If oil prices hold up, there may be more catalysts, such as the lure of dividends, that could drive stock prices higher.
The TSX’s energy index led the Toronto market’s gains with a 33.7 per cent jump in the first half of the year, eclipsing the high-flying technology sector (up 21.6 per cent), financials (+21.1 per cent) and healthcare (+21.7 per cent).
Enerplus Corp., the low-key operator of light oil and natural gas assets in Canada and the United States, led the energy brigade, rising 124 per cent in the six-month period. Its performance was only bested by Capstone Mining, a base metals producer, in the TSX Composite Index. Overall, six of the TSX Composite’s ten best-performing stocks were from the energy sector.
The small caps index was also dominated by energy stocks with the top five best performers focused on oil and gas activities.
But will the sector be able to repeat its first half performance?
Of course, all bets are off if oil prices crash and burn once again due to a host of factors including a vicious virus strain, OPEC infighting or more lockdowns. But if oil prices hold up, there may be more catalysts, such as the lure of dividends, that could drive stock prices higher.
“Capital discipline and maximizing free cash flow remains the core focus,” noted Dennis Fong, CIBC Capital Market analyst, after speaking to 25 energy companies late last month at an energy conference hosted by the bank. “Despite rising commodity prices, we found very little indication that producers are likely to meaningfully increase capital programs through the balance of 2021…. We would not be surprised to see dividend increases from royalty companies in particular, along with producers or share buybacks as price strength continues.”

★ ★ ★ ★ ★ ★ ★

Reproduce the passage on energy stocks word for word, beginning with "The small caps" and ending after "first half performance?".

★ ★ ★ ★ ★ ★ ★

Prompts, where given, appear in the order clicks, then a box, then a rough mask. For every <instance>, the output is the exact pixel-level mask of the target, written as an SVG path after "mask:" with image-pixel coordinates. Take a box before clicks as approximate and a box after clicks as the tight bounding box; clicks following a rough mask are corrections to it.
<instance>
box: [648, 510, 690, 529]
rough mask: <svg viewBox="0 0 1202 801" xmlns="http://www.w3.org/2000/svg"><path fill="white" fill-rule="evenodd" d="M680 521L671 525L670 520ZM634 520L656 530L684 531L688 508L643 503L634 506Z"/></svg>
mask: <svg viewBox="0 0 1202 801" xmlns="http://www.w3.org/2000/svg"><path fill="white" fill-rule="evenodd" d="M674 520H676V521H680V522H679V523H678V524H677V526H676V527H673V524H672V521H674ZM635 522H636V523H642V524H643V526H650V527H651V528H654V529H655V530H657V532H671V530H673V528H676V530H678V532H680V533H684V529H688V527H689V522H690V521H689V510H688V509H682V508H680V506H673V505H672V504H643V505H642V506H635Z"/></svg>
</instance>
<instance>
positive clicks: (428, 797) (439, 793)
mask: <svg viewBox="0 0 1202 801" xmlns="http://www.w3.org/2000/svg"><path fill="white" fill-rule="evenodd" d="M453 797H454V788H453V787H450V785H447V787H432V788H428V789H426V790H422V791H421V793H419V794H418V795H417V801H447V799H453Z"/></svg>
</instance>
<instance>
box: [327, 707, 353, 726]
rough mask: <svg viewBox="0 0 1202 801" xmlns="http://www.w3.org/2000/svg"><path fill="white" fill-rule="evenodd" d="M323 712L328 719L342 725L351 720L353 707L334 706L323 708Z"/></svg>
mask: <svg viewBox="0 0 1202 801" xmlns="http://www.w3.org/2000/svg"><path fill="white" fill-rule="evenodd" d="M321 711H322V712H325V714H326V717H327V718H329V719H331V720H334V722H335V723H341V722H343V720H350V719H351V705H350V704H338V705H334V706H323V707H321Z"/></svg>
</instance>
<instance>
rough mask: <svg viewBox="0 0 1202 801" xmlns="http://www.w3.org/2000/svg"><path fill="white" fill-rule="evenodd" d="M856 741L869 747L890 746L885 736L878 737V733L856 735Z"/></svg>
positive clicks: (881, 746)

★ ★ ★ ★ ★ ★ ★

== Response to this task ==
The small caps index was also dominated by energy stocks with the top five best performers focused on oil and gas activities.
But will the sector be able to repeat its first half performance?